**Task goal**
Please answer these questions from the text on St. George's Episcopal Church:
(a) In what year was the building listed on the National Register of Historic Places?
(b) When was the wooden frame church completed?
(c) During which battle was the church damaged by cannon fire?

St. George's Episcopal Church is a church in Fredericksburg, Virginia at 905 Princess Anne Street.  The church, built in the 18th century and re-built in 1815 and 1849, is a part of the Episcopal Diocese of Virginia.  The building was listed on the National Register of Historic Places in 2019.

History 
An area of land was designated as "St. George's Parish" as early as 1720, but construction of a church building was not begun until 1732.  The wooden frame church was completed in 1741. Mary Ball Washington, the mother of George Washington, and her family living in the area, attended this old St. George's.

St. George's joined the new Protestant Episcopal Church of the United States in 1789.

A new building, in brick, replaced the old wooden church in 1815, but that was itself replaced by the present building in 1849.

During the Battle of Fredericksburg (1862), the church was damaged by cannon fire; it was also used as a command post for the Union Army when they took the city.

The church has been continuously developed, including the addition of side galleries (1854), the town clock and installation of striking stained glass windows (some by Tiffany) at various times (1885–1943). The original pews are still in use, but there have been various refurbishments and restorations to the organ (By Parsons Pipe Organ Builders), the buildings on the surrounding site such as the hall, and to the church building itself.

**Recorded data**
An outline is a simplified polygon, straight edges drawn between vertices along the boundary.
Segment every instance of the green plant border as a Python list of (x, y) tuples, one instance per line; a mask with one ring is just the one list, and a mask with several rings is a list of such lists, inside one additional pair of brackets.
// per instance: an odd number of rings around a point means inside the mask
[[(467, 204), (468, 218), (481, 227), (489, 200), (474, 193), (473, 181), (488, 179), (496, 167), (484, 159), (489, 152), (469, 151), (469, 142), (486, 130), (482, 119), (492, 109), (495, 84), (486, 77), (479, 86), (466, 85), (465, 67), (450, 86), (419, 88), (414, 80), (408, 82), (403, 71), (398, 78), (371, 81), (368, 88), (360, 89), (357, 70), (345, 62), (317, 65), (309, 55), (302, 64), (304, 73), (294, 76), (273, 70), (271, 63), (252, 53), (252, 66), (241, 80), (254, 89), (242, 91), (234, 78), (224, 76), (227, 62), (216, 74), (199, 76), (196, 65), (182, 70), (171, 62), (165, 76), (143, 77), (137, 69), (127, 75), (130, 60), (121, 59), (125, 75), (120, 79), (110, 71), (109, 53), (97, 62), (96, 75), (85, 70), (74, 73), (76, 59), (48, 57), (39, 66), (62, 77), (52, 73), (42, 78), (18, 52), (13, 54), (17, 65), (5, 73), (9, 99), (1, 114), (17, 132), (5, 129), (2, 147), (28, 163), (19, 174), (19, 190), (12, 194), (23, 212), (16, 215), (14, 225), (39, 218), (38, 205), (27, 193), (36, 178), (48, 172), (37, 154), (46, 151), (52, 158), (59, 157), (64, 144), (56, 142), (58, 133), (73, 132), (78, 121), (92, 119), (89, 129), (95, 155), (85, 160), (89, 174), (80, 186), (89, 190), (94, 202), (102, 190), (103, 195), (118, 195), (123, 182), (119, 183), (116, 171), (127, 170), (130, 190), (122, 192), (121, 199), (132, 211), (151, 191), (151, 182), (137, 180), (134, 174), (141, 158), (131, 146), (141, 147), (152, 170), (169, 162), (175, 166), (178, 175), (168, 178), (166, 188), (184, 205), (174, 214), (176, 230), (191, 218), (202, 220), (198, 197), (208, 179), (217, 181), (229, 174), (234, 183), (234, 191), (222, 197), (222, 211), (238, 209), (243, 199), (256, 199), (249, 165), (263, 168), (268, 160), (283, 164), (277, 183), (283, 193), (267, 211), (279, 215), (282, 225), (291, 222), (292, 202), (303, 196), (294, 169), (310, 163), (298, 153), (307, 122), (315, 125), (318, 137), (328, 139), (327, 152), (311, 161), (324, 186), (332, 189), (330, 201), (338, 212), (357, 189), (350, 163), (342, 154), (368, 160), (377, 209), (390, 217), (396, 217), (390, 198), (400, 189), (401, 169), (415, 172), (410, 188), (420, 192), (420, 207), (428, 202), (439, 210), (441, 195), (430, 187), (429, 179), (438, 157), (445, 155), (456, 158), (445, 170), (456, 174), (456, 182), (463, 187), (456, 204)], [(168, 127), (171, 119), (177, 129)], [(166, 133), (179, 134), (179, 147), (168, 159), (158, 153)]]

**Output of the task**
(a) 2019
(b) 1741
(c) The Battle of Fredericksburg (1862)